§ 課題内容: 下にある必読書紹介の本文から、「プロダクトマネージャーの必読書 5選とそのサマリ: 物事の捉え方と意思決定を劇的に改善する本たち」で始まり「Predictably Irrational (予想どおりに不合理)」で終わる部分を、一字も変えずにそのまま返してください。

プロダクトマネージャーの必読書 5選とそのサマリ: 物事の捉え方と意思決定を劇的に改善する本たち
あなたの脳が1日で行う意思決定の回数を知っていますか?正解は..
3万5千回
多くは無意識の意思決定です。無意識でない意思決定はエネルギー消費が激しいので、脳みそは常に省エネモードで機能しているんです。
こんにちは、@kossmori です。
質のある決断を下す回数には限界があります。Facebook のマーク・ザッカーバーグが毎日同じ服を着る理由も、Amazon のジェフ・ベゾスが自分で食事を選ばない理由も、意思決定のエネルギーを最も重要なことに集中させるためです。
デフォルトで怠惰な脳みそを使いこなし、数多ある認知バイアスを封じ込むには、知識とスキル、フレームワークが必要です。
それらを身につけることは、自分自身の意思決定のエラーを減らすと同時に、サービス提供者としては利用者の取る行動を理解する助けになります。
このNoteでは日々の意思決定とゴール設定、物事を前進させる能力を劇的に改善する良書5冊を紹介します。
注) 全て英語で読んだため、日本語訳版のクオリティを把握しておりません。もし英語に抵抗が少ないかたは英語で読むことをおすすめします。
Predictably Irrational (予想どおりに不合理)
私たちは普段なにかの意思決定をするとき、その判断を自分自身でコントロール出来ていると思いこんでいます。しかし殆どの場合は第一印象や直感に起因していて、環境刺激に対して迅速かつ質素な意思決定行ってしまっているのが現実。

画像: Visualcapitalist 50 Cognitive Biases in the Modern World より
例えば、私たちは絶対的な価値観で物事を選択することは殆どなく、物事が目先の他のものと比べて相対的に優れているかどうかに着目して価値を決めがちなのです。(Anchoring, Availability Heuristic )
この本は私たちの日常に起きる非合理的な行動の要因を理解し、それを如何に克服するかを示してくれていて、行動経済学と認知バイアスに関する名著です。

[ラベル付きポイントの記録]
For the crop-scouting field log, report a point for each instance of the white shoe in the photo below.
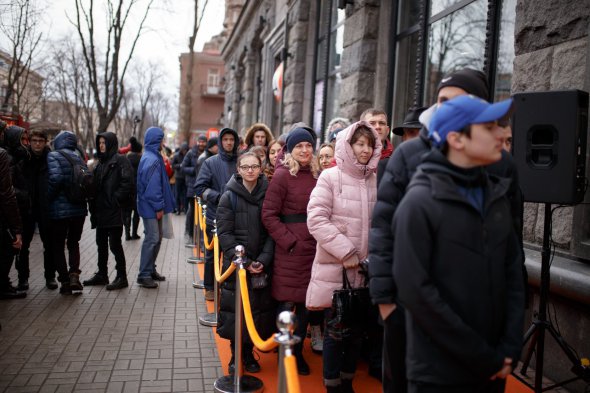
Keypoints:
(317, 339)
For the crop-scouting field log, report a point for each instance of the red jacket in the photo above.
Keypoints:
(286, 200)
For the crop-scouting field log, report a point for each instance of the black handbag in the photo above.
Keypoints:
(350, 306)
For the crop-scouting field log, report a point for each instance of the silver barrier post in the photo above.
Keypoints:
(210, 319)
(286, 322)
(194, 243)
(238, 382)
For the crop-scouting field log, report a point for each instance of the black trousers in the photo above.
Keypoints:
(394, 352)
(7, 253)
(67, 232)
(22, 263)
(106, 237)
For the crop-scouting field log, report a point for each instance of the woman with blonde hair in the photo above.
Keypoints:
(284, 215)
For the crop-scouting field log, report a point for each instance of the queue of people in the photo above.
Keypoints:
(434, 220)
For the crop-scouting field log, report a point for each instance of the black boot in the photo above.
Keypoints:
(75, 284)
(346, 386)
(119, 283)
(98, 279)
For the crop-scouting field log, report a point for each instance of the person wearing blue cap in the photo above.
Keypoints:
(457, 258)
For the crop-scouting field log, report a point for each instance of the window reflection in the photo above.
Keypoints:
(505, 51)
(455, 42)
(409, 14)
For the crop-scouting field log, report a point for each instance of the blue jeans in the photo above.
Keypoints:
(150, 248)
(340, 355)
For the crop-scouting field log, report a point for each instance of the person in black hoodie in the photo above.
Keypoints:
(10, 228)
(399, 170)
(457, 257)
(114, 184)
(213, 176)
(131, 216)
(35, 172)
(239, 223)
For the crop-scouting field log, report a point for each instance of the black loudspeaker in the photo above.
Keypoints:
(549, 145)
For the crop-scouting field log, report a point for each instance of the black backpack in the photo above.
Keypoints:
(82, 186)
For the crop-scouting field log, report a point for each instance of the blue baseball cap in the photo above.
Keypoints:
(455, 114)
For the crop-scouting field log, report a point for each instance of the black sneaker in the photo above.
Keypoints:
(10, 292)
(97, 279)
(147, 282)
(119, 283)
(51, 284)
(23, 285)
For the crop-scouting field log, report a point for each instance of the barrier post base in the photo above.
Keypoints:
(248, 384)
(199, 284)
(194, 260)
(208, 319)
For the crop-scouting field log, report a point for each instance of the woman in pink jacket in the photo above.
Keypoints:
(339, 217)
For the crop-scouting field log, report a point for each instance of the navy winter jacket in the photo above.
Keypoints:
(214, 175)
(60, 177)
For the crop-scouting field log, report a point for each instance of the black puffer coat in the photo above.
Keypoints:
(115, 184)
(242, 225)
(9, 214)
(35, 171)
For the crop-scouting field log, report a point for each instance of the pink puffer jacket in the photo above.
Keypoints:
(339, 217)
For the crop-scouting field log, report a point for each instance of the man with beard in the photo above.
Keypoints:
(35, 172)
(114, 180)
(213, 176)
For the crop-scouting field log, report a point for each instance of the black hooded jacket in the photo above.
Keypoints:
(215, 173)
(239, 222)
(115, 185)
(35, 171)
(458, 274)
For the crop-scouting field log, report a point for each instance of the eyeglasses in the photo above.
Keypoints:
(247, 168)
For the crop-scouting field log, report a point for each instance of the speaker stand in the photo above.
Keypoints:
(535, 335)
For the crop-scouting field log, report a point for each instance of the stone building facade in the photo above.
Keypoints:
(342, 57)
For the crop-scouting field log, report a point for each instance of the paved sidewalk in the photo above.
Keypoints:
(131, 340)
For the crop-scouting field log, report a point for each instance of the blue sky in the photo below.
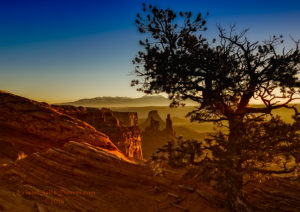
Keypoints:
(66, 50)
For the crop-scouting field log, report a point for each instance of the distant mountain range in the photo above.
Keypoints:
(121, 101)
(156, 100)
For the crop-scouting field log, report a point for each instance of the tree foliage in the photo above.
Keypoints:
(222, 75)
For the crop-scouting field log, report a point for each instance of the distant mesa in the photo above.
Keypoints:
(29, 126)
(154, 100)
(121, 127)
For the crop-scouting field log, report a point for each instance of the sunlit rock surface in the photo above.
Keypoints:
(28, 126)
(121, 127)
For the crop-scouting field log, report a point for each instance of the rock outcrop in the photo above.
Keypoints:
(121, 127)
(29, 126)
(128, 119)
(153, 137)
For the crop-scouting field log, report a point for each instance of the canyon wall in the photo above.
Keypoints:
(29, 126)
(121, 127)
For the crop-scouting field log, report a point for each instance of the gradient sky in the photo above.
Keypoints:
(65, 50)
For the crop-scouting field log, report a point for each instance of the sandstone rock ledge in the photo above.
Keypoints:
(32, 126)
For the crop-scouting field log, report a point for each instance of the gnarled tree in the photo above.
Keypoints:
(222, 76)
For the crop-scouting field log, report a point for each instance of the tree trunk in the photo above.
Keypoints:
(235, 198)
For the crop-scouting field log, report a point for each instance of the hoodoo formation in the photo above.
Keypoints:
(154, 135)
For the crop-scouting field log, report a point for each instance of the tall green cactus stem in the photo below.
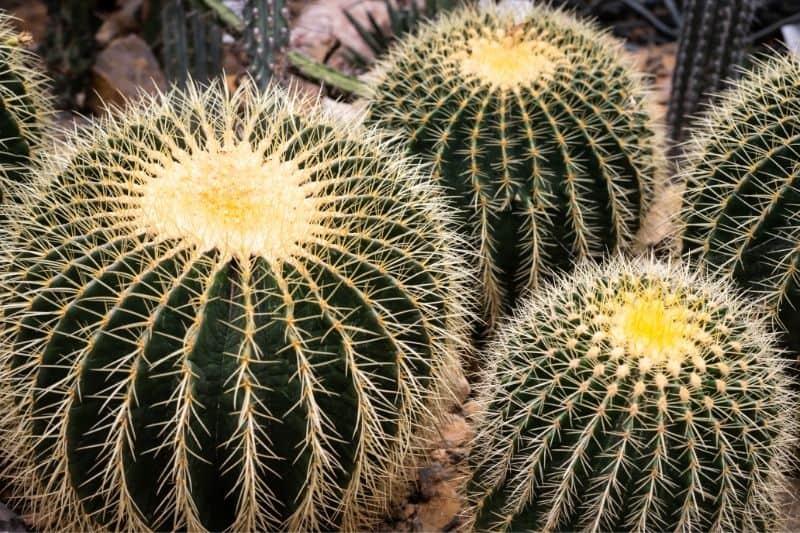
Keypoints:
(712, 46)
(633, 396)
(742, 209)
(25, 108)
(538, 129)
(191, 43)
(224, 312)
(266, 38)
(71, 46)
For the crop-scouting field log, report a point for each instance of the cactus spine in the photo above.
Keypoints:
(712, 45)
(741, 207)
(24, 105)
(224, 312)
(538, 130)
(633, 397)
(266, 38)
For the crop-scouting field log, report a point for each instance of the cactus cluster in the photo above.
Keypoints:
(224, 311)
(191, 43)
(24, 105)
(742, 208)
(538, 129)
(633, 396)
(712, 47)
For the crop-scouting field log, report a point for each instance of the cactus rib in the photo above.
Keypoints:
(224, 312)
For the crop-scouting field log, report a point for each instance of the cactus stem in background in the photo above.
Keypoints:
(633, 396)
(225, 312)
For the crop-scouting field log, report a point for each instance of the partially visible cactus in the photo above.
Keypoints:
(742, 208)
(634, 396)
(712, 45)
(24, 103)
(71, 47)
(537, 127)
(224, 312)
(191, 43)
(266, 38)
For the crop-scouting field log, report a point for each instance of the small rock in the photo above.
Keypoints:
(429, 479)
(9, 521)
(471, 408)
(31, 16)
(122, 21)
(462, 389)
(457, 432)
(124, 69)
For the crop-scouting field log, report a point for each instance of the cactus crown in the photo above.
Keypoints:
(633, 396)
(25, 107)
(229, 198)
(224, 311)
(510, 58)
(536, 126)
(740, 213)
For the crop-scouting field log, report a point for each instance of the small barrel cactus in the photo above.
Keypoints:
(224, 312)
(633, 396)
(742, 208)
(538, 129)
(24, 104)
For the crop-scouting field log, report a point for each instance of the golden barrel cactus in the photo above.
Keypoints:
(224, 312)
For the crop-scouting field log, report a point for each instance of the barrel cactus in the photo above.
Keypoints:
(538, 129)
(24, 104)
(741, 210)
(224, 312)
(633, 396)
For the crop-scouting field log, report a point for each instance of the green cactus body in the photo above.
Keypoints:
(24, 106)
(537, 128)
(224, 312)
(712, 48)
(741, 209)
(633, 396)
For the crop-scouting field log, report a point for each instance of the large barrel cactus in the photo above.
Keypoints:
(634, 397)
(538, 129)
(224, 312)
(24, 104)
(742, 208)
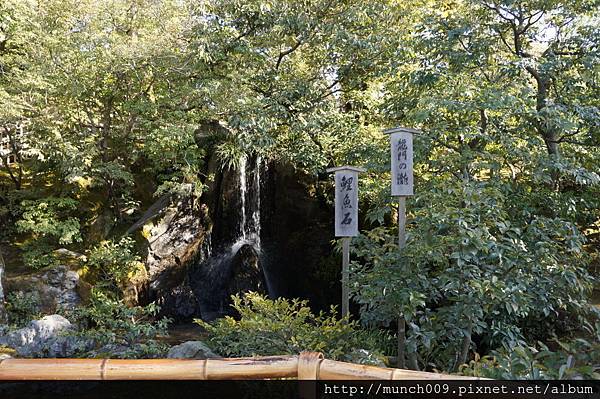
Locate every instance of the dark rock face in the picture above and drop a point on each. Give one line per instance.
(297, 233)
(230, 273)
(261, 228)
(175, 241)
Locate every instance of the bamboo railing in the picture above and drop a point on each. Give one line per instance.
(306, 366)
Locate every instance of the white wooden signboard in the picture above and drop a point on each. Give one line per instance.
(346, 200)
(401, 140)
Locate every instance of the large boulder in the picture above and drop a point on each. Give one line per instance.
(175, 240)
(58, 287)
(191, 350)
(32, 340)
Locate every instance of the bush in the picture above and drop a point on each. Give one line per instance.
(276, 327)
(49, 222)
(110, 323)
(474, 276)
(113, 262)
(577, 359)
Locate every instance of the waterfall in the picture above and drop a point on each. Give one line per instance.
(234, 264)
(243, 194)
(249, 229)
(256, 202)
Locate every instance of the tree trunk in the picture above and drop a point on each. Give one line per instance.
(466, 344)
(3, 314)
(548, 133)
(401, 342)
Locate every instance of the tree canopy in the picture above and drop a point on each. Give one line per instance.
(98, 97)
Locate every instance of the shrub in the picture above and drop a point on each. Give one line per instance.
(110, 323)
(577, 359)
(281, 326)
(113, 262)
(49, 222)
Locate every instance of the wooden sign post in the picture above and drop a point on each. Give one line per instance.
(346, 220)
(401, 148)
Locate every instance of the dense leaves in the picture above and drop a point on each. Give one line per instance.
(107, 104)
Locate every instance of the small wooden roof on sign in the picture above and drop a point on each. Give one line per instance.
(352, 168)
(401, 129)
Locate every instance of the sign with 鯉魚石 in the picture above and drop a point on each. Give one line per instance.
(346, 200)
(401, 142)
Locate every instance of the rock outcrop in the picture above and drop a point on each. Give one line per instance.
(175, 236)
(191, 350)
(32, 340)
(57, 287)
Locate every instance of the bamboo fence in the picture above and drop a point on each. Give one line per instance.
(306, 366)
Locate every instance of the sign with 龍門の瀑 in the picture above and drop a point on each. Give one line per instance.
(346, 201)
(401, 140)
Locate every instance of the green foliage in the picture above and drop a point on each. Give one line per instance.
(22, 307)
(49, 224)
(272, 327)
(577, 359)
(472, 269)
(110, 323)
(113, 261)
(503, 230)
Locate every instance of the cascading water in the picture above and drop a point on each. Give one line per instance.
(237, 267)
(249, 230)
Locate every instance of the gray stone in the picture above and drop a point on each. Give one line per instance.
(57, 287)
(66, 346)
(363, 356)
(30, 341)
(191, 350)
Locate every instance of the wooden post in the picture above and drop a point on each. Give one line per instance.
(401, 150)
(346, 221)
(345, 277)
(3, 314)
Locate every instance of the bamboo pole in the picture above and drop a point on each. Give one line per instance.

§ 解答:
プロダクトマネージャーの必読書 5選とそのサマリ: 物事の捉え方と意思決定を劇的に改善する本たち
あなたの脳が1日で行う意思決定の回数を知っていますか?正解は..
3万5千回
多くは無意識の意思決定です。無意識でない意思決定はエネルギー消費が激しいので、脳みそは常に省エネモードで機能しているんです。
こんにちは、@kossmori です。
質のある決断を下す回数には限界があります。Facebook のマーク・ザッカーバーグが毎日同じ服を着る理由も、Amazon のジェフ・ベゾスが自分で食事を選ばない理由も、意思決定のエネルギーを最も重要なことに集中させるためです。
デフォルトで怠惰な脳みそを使いこなし、数多ある認知バイアスを封じ込むには、知識とスキル、フレームワークが必要です。
それらを身につけることは、自分自身の意思決定のエラーを減らすと同時に、サービス提供者としては利用者の取る行動を理解する助けになります。
このNoteでは日々の意思決定とゴール設定、物事を前進させる能力を劇的に改善する良書5冊を紹介します。
注) 全て英語で読んだため、日本語訳版のクオリティを把握しておりません。もし英語に抵抗が少ないかたは英語で読むことをおすすめします。
Predictably Irrational (予想どおりに不合理)